### Extract ###
Every December cultural warriors mourn the incessant attacks on Christmas and secularism’s rise in society. News headlines carry stories of modern day Herods banning nativity scenes, religious performances, and even the word “Christmas.” Just as a majority of young people profess they will have less prosperity and opportunity than their parents, many people now expect less out of Christmas. Continual bickering over holiday messaging in corporate advertising itself points to a shrinking and limited Christmas.

Yet these problems are signs on the way to important truths, if we have the eyes to see. Record spending and debt, whether in Washington or the home, allude to a society trying to fill an emptiness of the heart. Even our disappointment in poor leadership in America reminds us that we crave a true King and are expectant of a greater day.

Part of the cause of the rise of secularism and a less meaningful Christmas is that we have lost this spirit of expectancy. Advent not only points to preparation for and celebration of the Nativity but also to the second coming of Christ. The New Testament ends with anticipation of Christ’s return: “He who testifies to these things says, ‘Yes, I am coming soon.’ Amen. Come, Lord Jesus.” (Rev 22:20) In their lifetime, the apostles lived in anticipation and excitement for the return of Christ.

What Christmas actually announces to the world offends modern sensibilities. The mystery and depth of the incarnation seems unfathomable. Praising Christmas carols, G.K. Chesterton noted, “It is extraordinary to notice how completely this feeling of the paradox of the manger was lost by the brilliant and ingenious theologians, and how completely it was kept in the Christmas carols. They, at least, never forgot that the main business of the story they had to tell was that the absolute once ruled the universe from a cattle stall.”

Christmas has united much of the world and is responsible for the common identity of the West and its rise out of barbarism. “In adoring the birth of our Savior, we find ourselves celebrating our own nativity; for the birth of Christ is the birth of the Christian people,” declared Leo the Great.

Christmas reminds us of the shortcomings of man and what God has accomplished and done to intercede on our behalf. It’s a reminder of our sinful nature and it’s not simply a great holiday or time of joy for the unrepentant.
###
Set down the entire Christmas essay word for word. Rely solely on the text for what follows.
### Material ###
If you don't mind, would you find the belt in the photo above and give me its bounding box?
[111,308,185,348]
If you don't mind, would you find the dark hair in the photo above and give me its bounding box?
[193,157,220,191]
###
(Task solution):
Every December cultural warriors mourn the incessant attacks on Christmas and secularism’s rise in society. News headlines carry stories of modern day Herods banning nativity scenes, religious performances, and even the word “Christmas.” Just as a majority of young people profess they will have less prosperity and opportunity than their parents, many people now expect less out of Christmas. Continual bickering over holiday messaging in corporate advertising itself points to a shrinking and limited Christmas.

Yet these problems are signs on the way to important truths, if we have the eyes to see. Record spending and debt, whether in Washington or the home, allude to a society trying to fill an emptiness of the heart. Even our disappointment in poor leadership in America reminds us that we crave a true King and are expectant of a greater day.

Part of the cause of the rise of secularism and a less meaningful Christmas is that we have lost this spirit of expectancy. Advent not only points to preparation for and celebration of the Nativity but also to the second coming of Christ. The New Testament ends with anticipation of Christ’s return: “He who testifies to these things says, ‘Yes, I am coming soon.’ Amen. Come, Lord Jesus.” (Rev 22:20) In their lifetime, the apostles lived in anticipation and excitement for the return of Christ.

What Christmas actually announces to the world offends modern sensibilities. The mystery and depth of the incarnation seems unfathomable. Praising Christmas carols, G.K. Chesterton noted, “It is extraordinary to notice how completely this feeling of the paradox of the manger was lost by the brilliant and ingenious theologians, and how completely it was kept in the Christmas carols. They, at least, never forgot that the main business of the story they had to tell was that the absolute once ruled the universe from a cattle stall.”

Christmas has united much of the world and is responsible for the common identity of the West and its rise out of barbarism. “In adoring the birth of our Savior, we find ourselves celebrating our own nativity; for the birth of Christ is the birth of the Christian people,” declared Leo the Great.

Christmas reminds us of the shortcomings of man and what God has accomplished and done to intercede on our behalf. It’s a reminder of our sinful nature and it’s not simply a great holiday or time of joy for the unrepentant.